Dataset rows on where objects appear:
▼▼▼
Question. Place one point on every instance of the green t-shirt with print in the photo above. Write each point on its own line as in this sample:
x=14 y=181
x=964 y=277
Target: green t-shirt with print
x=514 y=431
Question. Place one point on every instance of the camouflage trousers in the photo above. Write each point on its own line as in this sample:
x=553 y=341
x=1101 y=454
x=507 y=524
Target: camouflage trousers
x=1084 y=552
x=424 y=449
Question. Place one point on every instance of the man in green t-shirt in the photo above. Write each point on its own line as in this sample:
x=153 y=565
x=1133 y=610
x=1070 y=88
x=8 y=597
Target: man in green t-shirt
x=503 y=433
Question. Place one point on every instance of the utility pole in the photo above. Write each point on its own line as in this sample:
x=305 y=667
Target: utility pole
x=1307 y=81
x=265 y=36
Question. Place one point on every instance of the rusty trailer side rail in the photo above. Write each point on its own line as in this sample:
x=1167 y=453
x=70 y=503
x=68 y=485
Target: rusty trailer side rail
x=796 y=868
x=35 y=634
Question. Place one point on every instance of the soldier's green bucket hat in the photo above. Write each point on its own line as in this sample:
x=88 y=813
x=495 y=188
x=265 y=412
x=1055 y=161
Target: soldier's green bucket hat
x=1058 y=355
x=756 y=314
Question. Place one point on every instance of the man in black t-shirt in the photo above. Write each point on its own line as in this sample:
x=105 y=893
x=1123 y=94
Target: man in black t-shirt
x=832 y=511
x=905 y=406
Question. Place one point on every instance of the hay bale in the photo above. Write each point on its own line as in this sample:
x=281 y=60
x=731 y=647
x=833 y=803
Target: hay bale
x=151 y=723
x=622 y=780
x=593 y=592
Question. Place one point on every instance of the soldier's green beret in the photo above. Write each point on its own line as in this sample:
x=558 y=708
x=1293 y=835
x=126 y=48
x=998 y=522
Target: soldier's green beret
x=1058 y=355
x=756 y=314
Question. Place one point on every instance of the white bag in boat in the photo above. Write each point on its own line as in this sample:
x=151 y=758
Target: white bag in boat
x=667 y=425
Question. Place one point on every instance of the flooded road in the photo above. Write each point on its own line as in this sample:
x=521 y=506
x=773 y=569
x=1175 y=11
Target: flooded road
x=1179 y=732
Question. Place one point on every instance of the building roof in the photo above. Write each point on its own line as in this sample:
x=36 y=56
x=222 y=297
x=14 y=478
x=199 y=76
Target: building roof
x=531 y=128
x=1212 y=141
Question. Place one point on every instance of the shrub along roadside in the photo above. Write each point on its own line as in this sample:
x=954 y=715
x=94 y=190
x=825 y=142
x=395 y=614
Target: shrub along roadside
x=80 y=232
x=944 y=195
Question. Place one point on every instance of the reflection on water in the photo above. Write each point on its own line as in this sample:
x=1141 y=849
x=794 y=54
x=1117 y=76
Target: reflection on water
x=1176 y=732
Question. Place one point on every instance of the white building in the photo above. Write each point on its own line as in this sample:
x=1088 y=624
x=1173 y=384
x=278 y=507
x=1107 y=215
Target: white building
▲▲▲
== Instruction ==
Put every line of the rows above into a JSON list of strings, one string per line, skipping any blank lines.

== Written response ==
[
  "Question. Place one point on every instance of the green t-shirt with print in the photo above. Write each point on its own line as in this sample:",
  "x=14 y=181",
  "x=964 y=277",
  "Target: green t-shirt with print",
  "x=514 y=431",
  "Question. Place one point on every instance of the camouflage trousers in the photo above. Write each point on its own line as in this sample:",
  "x=553 y=341",
  "x=1101 y=454",
  "x=507 y=524",
  "Target: camouflage trousers",
  "x=1084 y=552",
  "x=424 y=449",
  "Question. Place one point on every instance of the man in green t-shirt in the photo above. Write each point on its own line as in this sample:",
  "x=153 y=565",
  "x=1133 y=610",
  "x=1070 y=88",
  "x=8 y=597",
  "Target: man in green t-shirt",
  "x=503 y=433",
  "Question. Place one point on every instance of the utility pole in the photo above. Write each point on its own line as in this sample:",
  "x=305 y=667",
  "Target: utility pole",
  "x=1307 y=81",
  "x=265 y=36",
  "Question. Place one point on every instance of the rusty trailer side rail in the photo above. Write each point on its own line as in this sample:",
  "x=1167 y=453",
  "x=70 y=503",
  "x=68 y=485",
  "Target: rusty trailer side rail",
  "x=796 y=868",
  "x=35 y=634",
  "Question. Place one point on every instance of the soldier's green bucket hat in the photo above. Write each point on its own line as in this sample:",
  "x=88 y=813",
  "x=495 y=188",
  "x=265 y=412",
  "x=1055 y=161",
  "Target: soldier's green bucket hat",
  "x=1058 y=355",
  "x=756 y=314",
  "Question. Place one point on every instance of the man in black t-shirt in the photo above. Write each point on its own line as in this sample:",
  "x=105 y=893",
  "x=1123 y=94",
  "Target: man in black t-shirt",
  "x=832 y=511",
  "x=905 y=406",
  "Question. Place one point on every instance of the hay bale in the photo above. Write each point on its own line as in this sample:",
  "x=281 y=60",
  "x=731 y=647",
  "x=833 y=803",
  "Target: hay bale",
  "x=151 y=723",
  "x=622 y=780",
  "x=593 y=592",
  "Question. Place one point on every instance of the soldier's green beret in the photo above. Write each point on its own line as in this sample:",
  "x=558 y=708",
  "x=1293 y=835",
  "x=126 y=48",
  "x=998 y=522",
  "Target: soldier's green beret",
  "x=1058 y=355",
  "x=756 y=314",
  "Question. Place one point on every instance of the white bag in boat in the photo above. Write each point on its own line as in this sample:",
  "x=151 y=758",
  "Target: white bag in boat",
  "x=667 y=425",
  "Question. Place one point on every instance of the flooded road in the photo above. Write each point on its own line as in this sample:",
  "x=521 y=506",
  "x=773 y=569",
  "x=1175 y=11",
  "Target: flooded road",
  "x=1179 y=732",
  "Question. Place one point on every instance of the building roof in the photo above. Write each point on its own line as in this sample:",
  "x=36 y=56",
  "x=222 y=297",
  "x=14 y=478",
  "x=199 y=76",
  "Target: building roof",
  "x=531 y=128",
  "x=1212 y=141",
  "Question. Place one point on every instance of the shrub along roadside in the photo above. Write each point on its own line as in this sample:",
  "x=954 y=715",
  "x=94 y=190",
  "x=825 y=142",
  "x=395 y=614",
  "Target: shrub along roadside",
  "x=80 y=232",
  "x=944 y=195",
  "Question. Place one point on every instance of the reflection on water in the photo above. Write each point on its own line as in this sample:",
  "x=1141 y=849",
  "x=794 y=54",
  "x=1117 y=76",
  "Target: reflection on water",
  "x=1176 y=732",
  "Question. Place one point on every instance of the white building in the photo above. Write each point on its own line as in this sample:",
  "x=1088 y=624",
  "x=1173 y=384",
  "x=278 y=507",
  "x=1107 y=215",
  "Target: white building"
]